# Objetivo 1
Transcreva do trecho sobre Invocação do Mal a passagem que vai de "Há três anos, ao" até "recentes do gênero.", sem alterar nenhuma palavra.
# Objetivo 2
No trecho sobre Invocação do Mal, reescreva de forma mais curta o parágrafo que começa com "Há três anos", preservando seus fatos principais.

# Trecho fornecido
* * * * *

Há três anos, ao nos apresentar Invocação do Mal, James Wan conseguiu surpreender até mesmo os mais pessimistas, esgotados de uma geração de filmes produtos das mesmas ideias - eu, inclusive, era uma dessas pessoas que foi descrente ao cinema. Mas, o que se passou nas telas, embora tenha sido o de sempre, era um "mais do mesmo" melhor, aprimorado, mais sofisticado. Tornou-se perceptível a habilidade do diretor em explorar muito bem as cenas de suspense, a partir do escuro e algumas vezes até da subjetividade. Embora não tenha sido um grande filme de terror, ganhou destaque instantâneo, visto os fracassos recentes do gênero.

* * * * *

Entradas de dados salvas
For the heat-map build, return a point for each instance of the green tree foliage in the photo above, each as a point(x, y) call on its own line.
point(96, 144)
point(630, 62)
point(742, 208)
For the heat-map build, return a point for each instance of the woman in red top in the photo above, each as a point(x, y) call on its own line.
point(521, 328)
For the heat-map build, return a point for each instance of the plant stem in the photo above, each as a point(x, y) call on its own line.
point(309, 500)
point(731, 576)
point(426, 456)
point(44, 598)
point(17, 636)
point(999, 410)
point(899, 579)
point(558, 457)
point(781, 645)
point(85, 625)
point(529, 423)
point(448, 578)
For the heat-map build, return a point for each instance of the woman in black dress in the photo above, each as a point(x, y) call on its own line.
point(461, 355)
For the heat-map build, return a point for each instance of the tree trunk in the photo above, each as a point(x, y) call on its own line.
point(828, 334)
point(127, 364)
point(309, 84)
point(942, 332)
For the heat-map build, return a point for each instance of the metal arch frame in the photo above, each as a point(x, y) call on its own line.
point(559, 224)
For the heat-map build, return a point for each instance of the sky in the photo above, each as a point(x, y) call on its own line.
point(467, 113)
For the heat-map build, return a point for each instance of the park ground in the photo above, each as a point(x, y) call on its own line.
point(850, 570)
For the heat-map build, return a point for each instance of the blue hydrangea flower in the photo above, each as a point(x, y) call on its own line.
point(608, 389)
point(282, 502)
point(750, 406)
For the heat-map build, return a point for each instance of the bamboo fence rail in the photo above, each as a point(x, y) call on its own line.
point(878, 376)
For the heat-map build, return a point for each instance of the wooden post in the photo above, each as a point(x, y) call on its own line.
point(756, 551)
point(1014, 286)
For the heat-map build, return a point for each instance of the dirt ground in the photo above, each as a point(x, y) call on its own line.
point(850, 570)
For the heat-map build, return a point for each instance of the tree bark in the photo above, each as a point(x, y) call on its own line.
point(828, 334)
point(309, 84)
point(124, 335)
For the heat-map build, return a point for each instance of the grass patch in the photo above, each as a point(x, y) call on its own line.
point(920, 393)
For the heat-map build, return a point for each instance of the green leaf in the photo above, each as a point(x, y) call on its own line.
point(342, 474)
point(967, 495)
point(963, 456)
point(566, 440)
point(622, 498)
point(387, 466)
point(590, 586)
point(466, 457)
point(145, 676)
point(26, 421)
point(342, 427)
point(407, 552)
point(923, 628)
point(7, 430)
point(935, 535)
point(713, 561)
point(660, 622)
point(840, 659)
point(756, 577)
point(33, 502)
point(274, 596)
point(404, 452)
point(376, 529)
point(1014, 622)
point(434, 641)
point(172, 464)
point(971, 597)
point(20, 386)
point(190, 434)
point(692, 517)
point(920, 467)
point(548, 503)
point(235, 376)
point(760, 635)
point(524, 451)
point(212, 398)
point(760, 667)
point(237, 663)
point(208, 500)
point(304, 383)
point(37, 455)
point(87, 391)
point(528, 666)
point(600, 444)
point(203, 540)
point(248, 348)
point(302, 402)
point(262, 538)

* * * * *

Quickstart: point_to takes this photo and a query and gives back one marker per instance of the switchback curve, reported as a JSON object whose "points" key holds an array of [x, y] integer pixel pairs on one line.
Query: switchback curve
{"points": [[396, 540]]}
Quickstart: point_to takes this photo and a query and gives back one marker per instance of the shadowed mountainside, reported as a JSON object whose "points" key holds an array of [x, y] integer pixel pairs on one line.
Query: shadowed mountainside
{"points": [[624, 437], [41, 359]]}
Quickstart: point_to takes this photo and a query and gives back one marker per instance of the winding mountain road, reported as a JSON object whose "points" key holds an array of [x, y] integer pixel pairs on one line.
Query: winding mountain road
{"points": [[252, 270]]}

* * * * *

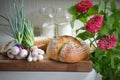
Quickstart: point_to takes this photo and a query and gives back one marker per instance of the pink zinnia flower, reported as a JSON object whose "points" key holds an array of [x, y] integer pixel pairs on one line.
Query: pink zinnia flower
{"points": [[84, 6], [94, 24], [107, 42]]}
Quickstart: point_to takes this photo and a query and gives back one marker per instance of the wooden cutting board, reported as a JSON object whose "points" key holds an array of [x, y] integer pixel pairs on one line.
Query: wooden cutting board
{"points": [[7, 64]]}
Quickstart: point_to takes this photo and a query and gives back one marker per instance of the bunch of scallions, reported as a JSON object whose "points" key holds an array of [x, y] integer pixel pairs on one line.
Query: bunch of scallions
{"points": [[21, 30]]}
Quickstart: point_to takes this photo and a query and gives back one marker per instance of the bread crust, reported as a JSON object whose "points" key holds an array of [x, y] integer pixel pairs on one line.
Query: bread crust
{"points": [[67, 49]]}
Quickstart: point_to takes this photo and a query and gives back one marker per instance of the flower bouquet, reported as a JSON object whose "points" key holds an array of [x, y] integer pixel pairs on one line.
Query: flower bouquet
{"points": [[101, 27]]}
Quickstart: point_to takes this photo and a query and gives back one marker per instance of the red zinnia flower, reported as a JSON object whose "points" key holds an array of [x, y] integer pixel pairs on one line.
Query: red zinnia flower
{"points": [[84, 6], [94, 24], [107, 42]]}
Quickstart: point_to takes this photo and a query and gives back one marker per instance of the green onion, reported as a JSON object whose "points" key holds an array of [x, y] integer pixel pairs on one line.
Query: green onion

* * * * *

# Resposta completa 1
Há três anos, ao nos apresentar Invocação do Mal, James Wan conseguiu surpreender até mesmo os mais pessimistas, esgotados de uma geração de filmes produtos das mesmas ideias - eu, inclusive, era uma dessas pessoas que foi descrente ao cinema. Mas, o que se passou nas telas, embora tenha sido o de sempre, era um "mais do mesmo" melhor, aprimorado, mais sofisticado. Tornou-se perceptível a habilidade do diretor em explorar muito bem as cenas de suspense, a partir do escuro e algumas vezes até da subjetividade. Embora não tenha sido um grande filme de terror, ganhou destaque instantâneo, visto os fracassos recentes do gênero.

# Resposta completa 2
Há três anos, Invocação do Mal, de James Wan, surpreendeu até os mais pessimistas, cansados de filmes feitos a partir das mesmas ideias, incluindo quem escreve o texto. O filme trouxe o de sempre, porém de forma aprimorada e mais sofisticada. O diretor mostrou habilidade para explorar as cenas de suspense a partir do escuro e, às vezes, da subjetividade. Mesmo sem ser um grande filme de terror, ganhou destaque imediato diante dos fracassos recentes do gênero.